— Problem to solve —
Return the entire listing below unchanged, line for line.

Annotation data based on points

┌────────

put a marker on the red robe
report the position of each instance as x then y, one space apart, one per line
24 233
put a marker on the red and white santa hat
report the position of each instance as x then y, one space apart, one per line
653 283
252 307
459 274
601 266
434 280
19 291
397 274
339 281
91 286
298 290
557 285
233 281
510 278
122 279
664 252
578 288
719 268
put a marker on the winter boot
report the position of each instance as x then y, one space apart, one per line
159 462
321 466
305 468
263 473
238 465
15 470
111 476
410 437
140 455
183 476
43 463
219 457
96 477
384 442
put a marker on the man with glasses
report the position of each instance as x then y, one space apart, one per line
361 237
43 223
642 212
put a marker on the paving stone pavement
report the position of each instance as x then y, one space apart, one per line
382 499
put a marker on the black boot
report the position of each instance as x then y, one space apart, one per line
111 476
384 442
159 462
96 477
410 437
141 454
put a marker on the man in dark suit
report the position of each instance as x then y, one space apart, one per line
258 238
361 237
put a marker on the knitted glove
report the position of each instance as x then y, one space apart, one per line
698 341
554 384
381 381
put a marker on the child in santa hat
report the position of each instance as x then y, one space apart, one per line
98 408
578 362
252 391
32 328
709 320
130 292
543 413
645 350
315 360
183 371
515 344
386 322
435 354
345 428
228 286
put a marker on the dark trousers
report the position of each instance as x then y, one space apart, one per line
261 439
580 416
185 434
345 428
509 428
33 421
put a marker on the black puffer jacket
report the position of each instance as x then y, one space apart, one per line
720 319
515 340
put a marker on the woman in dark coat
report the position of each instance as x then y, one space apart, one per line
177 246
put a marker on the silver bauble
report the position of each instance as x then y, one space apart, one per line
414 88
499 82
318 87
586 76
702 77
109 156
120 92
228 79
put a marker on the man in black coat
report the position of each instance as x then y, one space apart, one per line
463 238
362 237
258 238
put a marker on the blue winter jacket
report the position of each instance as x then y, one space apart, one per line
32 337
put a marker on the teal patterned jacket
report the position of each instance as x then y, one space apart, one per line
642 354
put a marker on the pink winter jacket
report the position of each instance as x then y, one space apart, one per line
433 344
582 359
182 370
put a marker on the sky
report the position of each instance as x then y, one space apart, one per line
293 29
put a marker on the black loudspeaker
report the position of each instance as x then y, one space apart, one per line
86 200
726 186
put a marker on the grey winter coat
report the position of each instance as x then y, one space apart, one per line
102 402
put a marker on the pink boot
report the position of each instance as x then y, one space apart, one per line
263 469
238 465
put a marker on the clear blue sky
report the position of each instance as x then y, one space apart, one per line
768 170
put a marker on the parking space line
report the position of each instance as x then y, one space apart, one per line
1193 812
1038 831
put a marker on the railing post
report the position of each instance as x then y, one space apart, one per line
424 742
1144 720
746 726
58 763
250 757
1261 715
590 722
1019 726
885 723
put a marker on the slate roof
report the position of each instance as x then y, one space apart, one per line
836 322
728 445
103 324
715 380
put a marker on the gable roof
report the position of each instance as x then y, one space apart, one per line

└────────

— Exercise solution —
put a marker on the red robe
report the position of each instance as x then y, one space apart, one per line
24 233
put a marker on the red and white santa hat
report the position of each instance as x then y, one space apart, one per line
653 283
252 307
459 274
601 266
434 280
19 291
397 274
339 281
91 286
298 290
557 285
233 281
510 278
122 279
664 252
578 288
719 268
put a marker on the winter boot
report the position of each instance as x then y, one space apart, one per line
159 462
321 466
305 468
263 473
238 465
15 470
111 476
410 437
140 455
183 476
43 463
219 457
96 477
384 442
put a marker on the man with glasses
report the position of each instance as x then y, one space apart, one per line
361 237
43 223
642 212
put a marker on the paving stone pavement
report the position of each instance as x then y, one space apart, one per line
382 499
put a marker on the black boot
report the position of each instance as x then y, one space apart, one per line
111 476
384 442
159 462
96 477
410 437
141 454
put a marker on the man in dark suit
report the position of each instance as x then y, one space apart, one per line
258 238
361 237
put a marker on the knitted glove
report the position of each instance as x then y, one space apart, one per line
698 341
554 384
381 381
put a marker on the child in santa hat
report the position of each instance as x then y, one space apart, one per line
98 408
578 362
252 391
32 328
709 320
130 292
543 413
645 350
315 360
183 371
515 344
386 322
435 354
345 428
228 286
put a marker on the dark trousers
report the position of each instance as x then y, one space apart, one per line
261 439
580 416
185 434
345 428
509 428
33 421
put a marker on the black puffer jacket
report the position of each instance as x then y, one space apart, one per line
720 319
515 340
put a marker on the woman in dark coat
report the position of each instance as x then y, one space apart, one per line
177 246
put a marker on the silver bauble
report the position of each instance as x then y, one space apart, one per line
414 88
499 82
318 87
586 76
702 77
109 156
120 92
228 79
put a marker on the man in black coat
report the position of each instance as x then y, one space apart, one per line
463 238
362 237
258 238
put a marker on the blue winter jacket
report the position of each instance as x then y, one space apart, one per line
32 337
put a marker on the teal patterned jacket
report the position of each instance as x then y, one space apart, one per line
642 354
put a marker on the pink winter jacket
report the position of each instance as x then y, one space apart, one per line
433 344
582 359
182 370
put a marker on the sky
report the position of each instance as x then y, one space apart, one per line
293 29
put a marker on the black loudspeaker
report the position of each instance as x then y, one space apart, one per line
86 200
726 186
put a marker on the grey winter coat
report the position of each instance as x then y, one space apart, one per line
102 402
put a marker on the pink boot
report the position of each instance as x then y, one space apart, one per line
263 469
238 465
put a marker on the clear blue sky
report the position of each instance as x then y, one space apart, one per line
768 170
put a marker on the parking space line
report the position of each instance as x then y, one space apart, one per line
1193 812
1038 831
put a marker on the railing post
report the position of each instance as x then y, one space apart, one per line
424 742
1144 720
746 726
58 763
250 757
1261 715
590 722
1019 726
885 723
put a marker on the slate roof
report the position of each instance as x then y, one space apart, one per line
836 322
728 445
103 324
715 380
put a marker on the gable roof
report the position of each instance as x then y, one space apart, one per line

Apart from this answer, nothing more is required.